*BRIEF 1*
In the passage on broadband for the bush, change "myopic" to "short-sighted" and write out the words from "It would never" up to and including "universally acceptable outcome." with that change.
*BRIEF 2*
Go on with the passage on broadband for rural Australia from the point where it stops.

If you separate metropolitan, rural, regional and remote communities as cost centres, then people living in the bush are buggered, as they were prior to 2007. There was still a belief back then that the market would meet the demand for broadband in the bush. Instead, service providers only went where it was profitable.

The market driven approach completely ignores the broader returns on investment to the economy and the social fabric of Australia, through greater productivity in rural, regional and remote communities, better education and health outcomes, and increased viability of non-metropolitan areas as alternative and more sustainable places to live.

It would never be viable to build a ubiquitous broadband network covering such a large country in the narrow sense of direct financial cost vs returns, or to deliver the sort of Internet speeds that will arguably be needed in the coming decades. However, such a static and myopic financial analysis simply misses the point. What’s more, if we keep arguing about the costs over a four year budget cycle we are unlikely to see a universally acceptable outcome.

*LISTED RECORDS*
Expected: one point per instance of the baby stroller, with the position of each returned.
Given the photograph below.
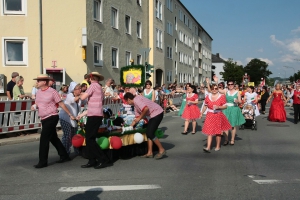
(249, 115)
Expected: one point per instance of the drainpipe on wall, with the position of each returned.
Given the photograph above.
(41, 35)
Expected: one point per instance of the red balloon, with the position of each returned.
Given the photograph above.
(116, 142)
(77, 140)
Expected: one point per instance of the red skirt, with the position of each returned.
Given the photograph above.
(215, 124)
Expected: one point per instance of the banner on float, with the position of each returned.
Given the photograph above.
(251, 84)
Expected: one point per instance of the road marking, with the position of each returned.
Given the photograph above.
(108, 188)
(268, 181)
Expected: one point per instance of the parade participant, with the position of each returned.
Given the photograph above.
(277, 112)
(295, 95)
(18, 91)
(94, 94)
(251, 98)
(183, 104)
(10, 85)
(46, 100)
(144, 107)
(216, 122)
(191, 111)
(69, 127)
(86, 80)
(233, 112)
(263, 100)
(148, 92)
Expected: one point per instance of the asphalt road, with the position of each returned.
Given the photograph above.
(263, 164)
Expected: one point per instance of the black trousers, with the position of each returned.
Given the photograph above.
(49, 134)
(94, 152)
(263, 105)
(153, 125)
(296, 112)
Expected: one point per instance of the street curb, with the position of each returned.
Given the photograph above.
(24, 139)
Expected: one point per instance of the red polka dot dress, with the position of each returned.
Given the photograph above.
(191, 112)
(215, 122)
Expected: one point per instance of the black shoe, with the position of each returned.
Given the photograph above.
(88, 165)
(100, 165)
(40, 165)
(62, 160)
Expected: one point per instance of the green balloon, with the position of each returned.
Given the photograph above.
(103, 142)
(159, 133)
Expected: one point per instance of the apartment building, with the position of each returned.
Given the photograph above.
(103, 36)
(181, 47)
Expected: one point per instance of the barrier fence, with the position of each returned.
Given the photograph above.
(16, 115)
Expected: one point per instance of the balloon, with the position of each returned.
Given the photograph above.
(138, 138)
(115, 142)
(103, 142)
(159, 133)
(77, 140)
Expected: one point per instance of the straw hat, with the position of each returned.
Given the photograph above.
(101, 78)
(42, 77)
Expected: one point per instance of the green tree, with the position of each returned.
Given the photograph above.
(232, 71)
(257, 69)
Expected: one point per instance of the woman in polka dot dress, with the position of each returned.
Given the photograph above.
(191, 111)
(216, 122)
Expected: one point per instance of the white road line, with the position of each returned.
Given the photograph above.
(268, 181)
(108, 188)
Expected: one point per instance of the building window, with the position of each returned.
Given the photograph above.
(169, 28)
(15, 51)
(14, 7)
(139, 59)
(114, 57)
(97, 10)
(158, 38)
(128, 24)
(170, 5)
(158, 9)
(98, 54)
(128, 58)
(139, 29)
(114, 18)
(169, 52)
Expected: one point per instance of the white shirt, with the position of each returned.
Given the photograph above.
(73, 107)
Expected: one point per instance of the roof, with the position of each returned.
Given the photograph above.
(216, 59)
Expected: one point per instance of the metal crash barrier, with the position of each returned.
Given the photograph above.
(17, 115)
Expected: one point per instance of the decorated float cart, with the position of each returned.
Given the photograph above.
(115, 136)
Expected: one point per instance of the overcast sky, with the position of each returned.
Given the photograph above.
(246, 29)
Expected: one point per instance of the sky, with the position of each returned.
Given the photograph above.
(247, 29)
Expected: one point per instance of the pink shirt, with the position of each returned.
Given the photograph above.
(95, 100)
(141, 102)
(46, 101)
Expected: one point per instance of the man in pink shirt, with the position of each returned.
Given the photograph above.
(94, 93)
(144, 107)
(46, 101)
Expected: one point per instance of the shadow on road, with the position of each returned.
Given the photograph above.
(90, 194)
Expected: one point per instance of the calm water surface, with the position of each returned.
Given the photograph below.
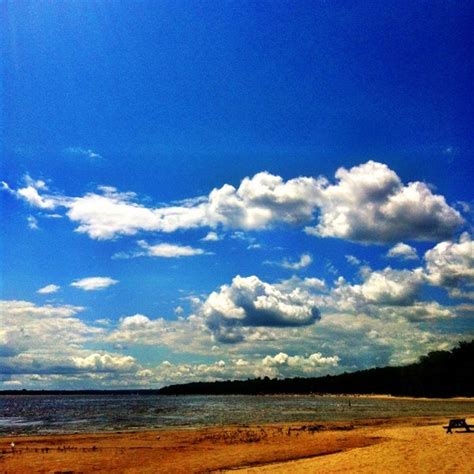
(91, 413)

*ANSWER AREA 1*
It would never be viable to build a ubiquitous broadband network covering such a large country in the narrow sense of direct financial cost vs returns, or to deliver the sort of Internet speeds that will arguably be needed in the coming decades. However, such a static and short-sighted financial analysis simply misses the point. What’s more, if we keep arguing about the costs over a four year budget cycle we are unlikely to see a universally acceptable outcome.

*ANSWER AREA 2*
As part of the cost reduction strategy forced on it by the Abbott government the NBN management has more than doubled the number of premises that will now be delivered satellite access. This might not seem like a big deal, but its implication for people in the bush is significant.

Firstly, while it is vastly superior to anything they’ve had in the past, the recently launched NBN Sky Muster satellite service has serious limitations that will only become more acute as time goes by – as more and more customers join up and also as service requirements increase. The more people on the satellite the more congested it will become. Currently the top speed on Sky Muster is 25 Mbps and the data limit is 75 Gigabytes. Barely OK for now maybe, but what about in the future?

According to NBN, the Sky Muster satellite service has a 15 year lifespan. This leaves us with two clear choices. If we continue to maximise the number of people using satellite then we’ll need to factor in a massive expense to deploy replacements when the time comes. If we accept that what is now considered sufficient in terms of speeds and data caps will simply not be enough in 15 years’ time then it follows that we will need a lot more expensive satellite capacity just to keep up with demand. It is likely that this will occur even before the current satellites have passed their use by date.

Both in terms of satisfying customer requirements and on replacement cost grounds it would be more sensible if we reduced the number of premises relying on satellite. And given that wireless also has its limits, it would be best all-round if over the next decade or so we actually expanded the fixed line fibre rollout in rural and regional areaswherever this is feasible. Fixed wireless is superior to satellite, but if you want to be future-proofed you need fibre.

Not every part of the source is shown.